Texte fourni:
Bilan et vœux pour l’année 2024
Touchée, mais pas coulée, la presse navigue en eaux troubles. Malgré les défis qui s’imposent, elle persévère dans une période qui constitue l’occasion de réaffirmer ses principes. En cette fin d’année, nous tenions donc à mettre en valeur les enjeux sur lesquels il nous tient à cœur d'agir.
2023 a été une année de grands défis pour la presse et ses acteur·ices. Tour à tour, divers épisodes plus ou moins médiatisés ont menacé sa liberté, mis à mal son indépendance et fragilisé les conditions de travail des journalistes. Vieille disquette, direz-vous ? 2023 n’a-t-elle finalement pas été une année comme les autres ? On pourrait difficilement vous affirmer le contraire. Mais les récents événements nous laissent entendre que ces derniers mois ont constitué une bascule. Les violents conflits à travers le monde, l’essor de l’intelligence artificielle, les conditions économiques difficiles ainsi que la mainmise de milliardaires peu scrupuleux sur les médias ont contraint des rédactions à réagir, s’adapter, et défendre leurs principes. Le tableau dépeint ici semble morose, mais de ces défis sont nés des sursauts et des prises de conscience qui ont traversé les rangs de la presse, mais également, et surtout, nos publics. Certes, d’autres défis planent à l’horizon. Les textes effritant la sécurité des journalistes et leurs sources ont pointé le bout de leur nez. La locomotive Bolloré ne donne aucun signe de ralentissement, laissant sur son passage des retombées de suie nauséabondes. Nous nous inquiétons également de la généralisation de discours de haine, qui s’invitent sur les plateaux et dans les journaux, finissant par percoler dans la société.

(Données stockées)

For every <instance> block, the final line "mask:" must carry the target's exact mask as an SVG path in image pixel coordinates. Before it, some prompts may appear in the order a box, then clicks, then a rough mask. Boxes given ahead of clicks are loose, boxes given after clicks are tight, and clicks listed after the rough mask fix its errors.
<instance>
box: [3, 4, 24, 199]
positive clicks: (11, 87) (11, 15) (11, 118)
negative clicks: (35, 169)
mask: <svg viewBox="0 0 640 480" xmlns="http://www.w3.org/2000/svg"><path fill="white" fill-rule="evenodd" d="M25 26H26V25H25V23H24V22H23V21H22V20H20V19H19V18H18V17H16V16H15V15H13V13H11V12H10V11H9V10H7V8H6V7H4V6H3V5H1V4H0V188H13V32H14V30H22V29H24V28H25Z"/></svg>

Consignes:
Répondez aux questions suivantes d'après le bilan de fin d'année sur la presse.
(a) Par quels deux adjectifs la presse est-elle qualifiée dans la première phrase ?
(b) Quels quatre facteurs ont contraint des rédactions à réagir, s'adapter et défendre leurs principes ?
(c) Quelle locomotive ne donne, selon le texte, aucun signe de ralentissement ?

Corrigé:
(a) Touchée, mais pas coulée.
(b) Les violents conflits à travers le monde, l'essor de l'intelligence artificielle, les conditions économiques difficiles et la mainmise de milliardaires peu scrupuleux sur les médias.
(c) La locomotive Bolloré.